» **WORK TO BE COMPLETED**
Output each entry below as it stands, leaving out every picture.

— Start of RECORDS TO USE —

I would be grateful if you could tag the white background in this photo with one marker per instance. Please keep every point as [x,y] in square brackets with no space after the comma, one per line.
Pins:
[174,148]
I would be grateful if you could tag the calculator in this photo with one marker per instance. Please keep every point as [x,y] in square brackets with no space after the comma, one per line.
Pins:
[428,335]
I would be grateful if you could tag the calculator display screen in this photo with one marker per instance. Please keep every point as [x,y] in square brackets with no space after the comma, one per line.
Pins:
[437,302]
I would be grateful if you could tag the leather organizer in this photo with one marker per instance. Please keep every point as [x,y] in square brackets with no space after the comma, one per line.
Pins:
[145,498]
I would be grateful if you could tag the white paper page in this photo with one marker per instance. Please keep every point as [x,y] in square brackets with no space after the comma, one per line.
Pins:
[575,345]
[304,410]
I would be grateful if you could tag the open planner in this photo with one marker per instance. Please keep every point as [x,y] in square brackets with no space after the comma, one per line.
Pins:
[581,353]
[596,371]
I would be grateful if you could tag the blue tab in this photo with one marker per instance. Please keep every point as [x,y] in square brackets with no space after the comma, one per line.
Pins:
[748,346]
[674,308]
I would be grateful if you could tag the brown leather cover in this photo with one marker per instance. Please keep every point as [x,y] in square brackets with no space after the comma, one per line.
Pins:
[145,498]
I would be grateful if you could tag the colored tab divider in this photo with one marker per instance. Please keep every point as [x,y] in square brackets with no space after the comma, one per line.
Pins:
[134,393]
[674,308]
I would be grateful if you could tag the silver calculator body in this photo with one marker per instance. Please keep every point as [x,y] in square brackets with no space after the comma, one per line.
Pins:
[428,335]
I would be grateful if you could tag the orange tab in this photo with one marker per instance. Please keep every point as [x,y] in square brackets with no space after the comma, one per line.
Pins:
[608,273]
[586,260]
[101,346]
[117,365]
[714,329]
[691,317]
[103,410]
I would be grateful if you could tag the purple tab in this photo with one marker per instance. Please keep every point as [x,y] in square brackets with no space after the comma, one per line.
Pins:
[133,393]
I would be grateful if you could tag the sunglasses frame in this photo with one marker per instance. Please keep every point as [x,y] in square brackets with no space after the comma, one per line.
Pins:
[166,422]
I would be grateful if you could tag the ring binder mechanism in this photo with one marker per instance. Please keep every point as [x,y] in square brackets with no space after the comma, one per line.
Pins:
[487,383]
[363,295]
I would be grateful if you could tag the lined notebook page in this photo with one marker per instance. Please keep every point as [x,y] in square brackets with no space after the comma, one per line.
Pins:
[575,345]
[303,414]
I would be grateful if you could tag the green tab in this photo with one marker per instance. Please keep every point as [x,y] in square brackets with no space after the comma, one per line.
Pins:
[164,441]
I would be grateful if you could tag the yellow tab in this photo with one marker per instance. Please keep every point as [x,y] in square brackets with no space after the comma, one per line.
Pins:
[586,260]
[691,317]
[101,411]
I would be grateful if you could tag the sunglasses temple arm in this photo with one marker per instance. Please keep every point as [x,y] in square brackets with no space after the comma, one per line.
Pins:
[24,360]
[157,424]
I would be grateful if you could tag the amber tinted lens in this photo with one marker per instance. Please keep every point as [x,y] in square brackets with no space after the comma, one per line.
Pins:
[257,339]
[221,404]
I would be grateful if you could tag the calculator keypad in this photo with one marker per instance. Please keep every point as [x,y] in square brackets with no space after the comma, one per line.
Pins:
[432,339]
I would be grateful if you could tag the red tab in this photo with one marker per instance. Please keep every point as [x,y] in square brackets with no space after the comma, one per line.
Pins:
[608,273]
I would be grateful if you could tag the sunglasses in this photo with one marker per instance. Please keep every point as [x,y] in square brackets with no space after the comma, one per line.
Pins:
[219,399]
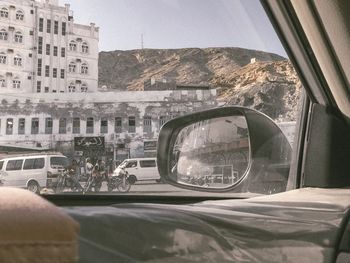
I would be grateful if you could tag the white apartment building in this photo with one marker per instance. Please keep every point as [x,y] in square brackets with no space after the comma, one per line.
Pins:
[42,50]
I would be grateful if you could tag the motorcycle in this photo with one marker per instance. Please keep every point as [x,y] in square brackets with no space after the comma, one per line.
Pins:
[65,180]
[119,180]
[94,182]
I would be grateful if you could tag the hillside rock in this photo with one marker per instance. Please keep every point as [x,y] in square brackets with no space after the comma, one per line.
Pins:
[128,70]
[270,87]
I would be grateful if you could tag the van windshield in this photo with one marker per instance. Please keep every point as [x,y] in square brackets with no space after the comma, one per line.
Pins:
[58,162]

— End of RECORDS TO USE —

» **TASK ANSWER**
I would be grateful if you could tag the white background in this photo with one marker per instance. Please keep every point as [x,y] in square brackets with no space after the comma, one per line.
Pins:
[174,148]
I would be grateful if you could tag the calculator in this photo with one marker per instance. Please keep every point as [x,y] in square brackets with no space after the comma, one per line.
Pins:
[428,335]
I would be grateful if you could tag the calculator display screen in this photo with one marker per instance. Please keep every point as [x,y] in square brackets with no space after the comma, one per line.
Pins:
[437,302]
I would be grateful if you could tag the leather organizer in this photo with one marker per instance. Please keep every point as [x,y] in square brackets with no space after the comma, one per line.
Pins:
[145,498]
I would be grateful if you could tag the white paper page in this photo with one marker per instance. Please keep every point as [x,y] in square brackets with no space after the comma, one per line.
Pins:
[575,345]
[304,410]
I would be grateful if you could tag the open planner in this photo with one marker per instance. Please keep every point as [x,y] in square brackets with no space after the comma, one per line.
Pins:
[581,353]
[596,371]
I would be grateful if you could tag the blue tab in this photo with one marker per instance. Please keep every point as [x,y] in square brackets with no space after the comma, one per line.
Pins:
[748,346]
[674,308]
I would be grateful if you could tag the brown leather cover in this photo with one marker per instance. Please keep every point as [x,y] in square brackets with no space after the comma, one per line.
Pins:
[145,498]
I would be grateful if you could tag the colored tab divider in this photo with one marker per instance. Please keep every point as [x,y] in square brackets with no space after the comma, one per line.
Pins:
[134,393]
[674,308]
I would be grateful if you could tag the silver calculator body in this photo with one marker per instance. Please keep every point as [x,y] in square brackets with no space after the comma, one per line.
Pins:
[428,335]
I would be grateful if you could tag the orange tab in this photo with one marker per instance. Please keep every point as [x,y] in square brackets with no space after the comma, one per line.
Pins:
[608,273]
[586,260]
[101,346]
[117,365]
[714,329]
[691,317]
[103,410]
I would be grateful if you could tag the purple tab in this photo with one marker per instance. Please keep every point as [x,y] in square brackets with no space after the comma, one per line.
Pins:
[133,393]
I would be grateful if you could tag the sunglasses frame in this photo with one marker per instance. Please keep every point as [x,y] in square brackets with no space after the comma, one per line.
Pins:
[166,422]
I would be grateful if you could tag the ring binder mechanism in this photo with one marker per instance. Please keep every point as [x,y] in square brackets with no space after the comma, one per line.
Pins:
[487,383]
[363,295]
I would be grateful if you could tag the lined notebook page in this photo with one marker per instance. Please keep every point as [x,y] in square brackets with no space after the comma, one per line.
Pins:
[575,345]
[303,414]
I would be grateful if you could tag the green tab in this photo with one marker per instance. Please keep every point as [x,y] in square brackets with no space after the comma, one per line.
Pins:
[164,441]
I would be grateful if you could tag the yellow tab in this photo with one marker per instance. Please keep every point as [x,y] in square brackets with no space after the comma, one per line.
Pins:
[586,260]
[691,317]
[101,411]
I would be grateful if you could tag the sunglasses temple arm in this photo with one marker per instance. Please keep every point as [x,y] in square brackets with no space after the comma, one per line.
Pins:
[24,360]
[157,424]
I would be grateful if you could tag the amber tinted lens in this photo with one marker per instance. Please keep every point as [x,y] in square brackets with no space after the comma, one per line.
Pins:
[257,339]
[221,404]
I would be grateful if you could tag the calculator keypad in this photo with one marker per instance. Please keep every point as [x,y] in square brackets with no space after the comma, one per line.
Pins:
[432,339]
I would be grateful if you could tag the red tab in this photo with one marker per instance. Please keep every point as [x,y] in square brackets with no space after the comma, one per line.
Pins:
[608,273]
I would be grateful if you could tag the sunglasses in this photo with one marker per instance. Please keep every point as [x,y] in square brackets with no space after the comma, one per line.
Pins:
[219,399]
I would be grateful if you could tag the white apartment building in this photo with one marker per instance. Please keep every point as [x,y] in square brackets with no space after the comma, one per line.
Pins:
[42,50]
I would be grateful if you could tag the motorcycle in this photo with one marker per instance. Please keep every point as [x,y] in square brackets with no space after the comma, one per line.
Pins:
[65,180]
[119,180]
[94,182]
I would be grateful if you could tag the hillside rock in this photo with one marker per instance. Please keep every point as [x,y] in square brackets with no space after the comma, one per line.
Pins:
[128,70]
[270,87]
I would be grateful if you could tag the van windshield in this photo with one marker per instance. Please keep every point as [x,y] in square brackets with no space after the comma, one per line.
Pins:
[58,162]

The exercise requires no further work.